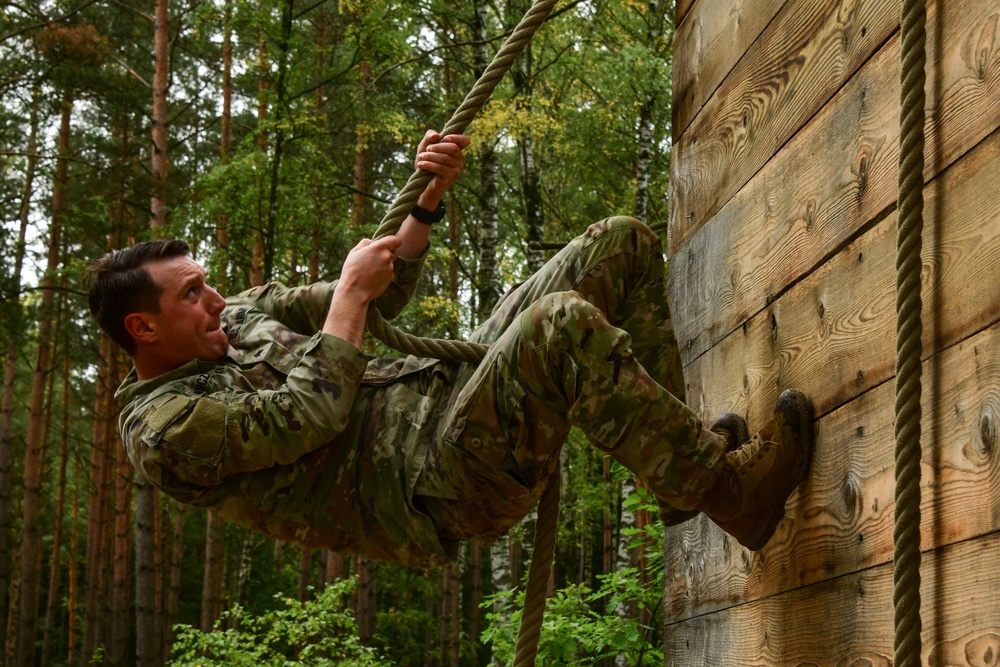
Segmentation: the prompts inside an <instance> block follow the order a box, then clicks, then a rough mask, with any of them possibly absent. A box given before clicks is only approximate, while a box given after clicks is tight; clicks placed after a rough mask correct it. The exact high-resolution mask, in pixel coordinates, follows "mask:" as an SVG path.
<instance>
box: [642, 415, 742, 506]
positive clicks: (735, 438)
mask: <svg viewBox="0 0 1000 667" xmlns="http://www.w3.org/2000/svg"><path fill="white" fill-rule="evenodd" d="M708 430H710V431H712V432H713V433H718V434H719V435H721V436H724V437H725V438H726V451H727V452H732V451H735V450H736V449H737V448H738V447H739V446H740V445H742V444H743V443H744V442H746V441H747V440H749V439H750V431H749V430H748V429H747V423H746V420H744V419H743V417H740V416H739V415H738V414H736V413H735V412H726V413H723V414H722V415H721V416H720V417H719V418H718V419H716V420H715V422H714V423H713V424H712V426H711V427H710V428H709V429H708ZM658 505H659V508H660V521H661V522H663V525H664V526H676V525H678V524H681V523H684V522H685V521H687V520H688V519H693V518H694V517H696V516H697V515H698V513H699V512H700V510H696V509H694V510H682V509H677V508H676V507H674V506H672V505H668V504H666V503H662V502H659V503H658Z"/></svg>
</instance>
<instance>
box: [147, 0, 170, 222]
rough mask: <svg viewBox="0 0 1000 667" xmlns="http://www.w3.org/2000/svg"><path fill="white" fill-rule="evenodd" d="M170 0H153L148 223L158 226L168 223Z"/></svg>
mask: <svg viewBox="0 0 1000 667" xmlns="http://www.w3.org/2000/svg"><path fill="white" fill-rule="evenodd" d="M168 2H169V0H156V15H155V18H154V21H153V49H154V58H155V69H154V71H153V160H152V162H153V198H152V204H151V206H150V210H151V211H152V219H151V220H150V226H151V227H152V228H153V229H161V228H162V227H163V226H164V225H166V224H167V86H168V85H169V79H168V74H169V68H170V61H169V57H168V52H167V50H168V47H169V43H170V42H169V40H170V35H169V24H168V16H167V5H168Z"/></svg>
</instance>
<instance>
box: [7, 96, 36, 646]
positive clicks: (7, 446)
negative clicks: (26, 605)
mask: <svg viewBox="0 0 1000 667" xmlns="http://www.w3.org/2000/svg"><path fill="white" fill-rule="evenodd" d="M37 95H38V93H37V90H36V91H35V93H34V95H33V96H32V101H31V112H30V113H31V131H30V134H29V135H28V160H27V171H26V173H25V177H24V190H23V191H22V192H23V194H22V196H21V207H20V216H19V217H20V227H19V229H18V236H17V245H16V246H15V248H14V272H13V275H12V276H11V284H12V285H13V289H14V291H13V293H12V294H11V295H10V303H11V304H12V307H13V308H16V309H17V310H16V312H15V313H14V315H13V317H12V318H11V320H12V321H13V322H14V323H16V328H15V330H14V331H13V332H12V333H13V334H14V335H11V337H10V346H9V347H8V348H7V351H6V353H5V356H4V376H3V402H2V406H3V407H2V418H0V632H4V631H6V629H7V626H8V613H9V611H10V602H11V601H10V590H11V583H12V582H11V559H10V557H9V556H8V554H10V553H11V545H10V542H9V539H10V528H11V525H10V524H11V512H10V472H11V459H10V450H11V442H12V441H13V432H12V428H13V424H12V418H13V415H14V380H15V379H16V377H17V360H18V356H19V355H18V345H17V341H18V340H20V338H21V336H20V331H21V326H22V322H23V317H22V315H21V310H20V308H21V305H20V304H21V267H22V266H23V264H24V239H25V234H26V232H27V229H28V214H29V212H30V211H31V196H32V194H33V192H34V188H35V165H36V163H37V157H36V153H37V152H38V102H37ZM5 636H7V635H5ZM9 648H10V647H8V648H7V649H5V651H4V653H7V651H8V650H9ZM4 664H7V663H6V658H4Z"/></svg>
════
_Task description_
Where the listing above reaches the line that contains "positive clicks: (735, 438)", start retyping, and finish with the line that contains "box: [147, 0, 170, 222]"; reproduce those lines exactly and no others.

_Result for this task_
positive clicks: (735, 438)
mask: <svg viewBox="0 0 1000 667" xmlns="http://www.w3.org/2000/svg"><path fill="white" fill-rule="evenodd" d="M708 430H710V431H712V432H713V433H718V434H719V435H721V436H724V437H725V438H726V451H727V452H732V451H735V450H736V449H737V448H738V447H739V446H740V445H742V444H743V443H744V442H746V441H747V440H749V439H750V431H749V430H748V429H747V423H746V420H744V419H743V417H740V416H739V415H738V414H736V413H735V412H726V413H723V414H722V415H721V416H720V417H719V418H718V419H716V420H715V422H714V423H713V424H712V426H711V427H710V428H709V429H708ZM658 505H659V508H660V521H661V522H663V525H664V526H676V525H678V524H681V523H684V522H685V521H687V520H688V519H693V518H694V517H696V516H697V515H698V513H699V512H700V510H696V509H694V510H682V509H677V508H676V507H674V506H672V505H668V504H666V503H662V502H659V503H658Z"/></svg>
</instance>
<instance>
box: [147, 0, 170, 222]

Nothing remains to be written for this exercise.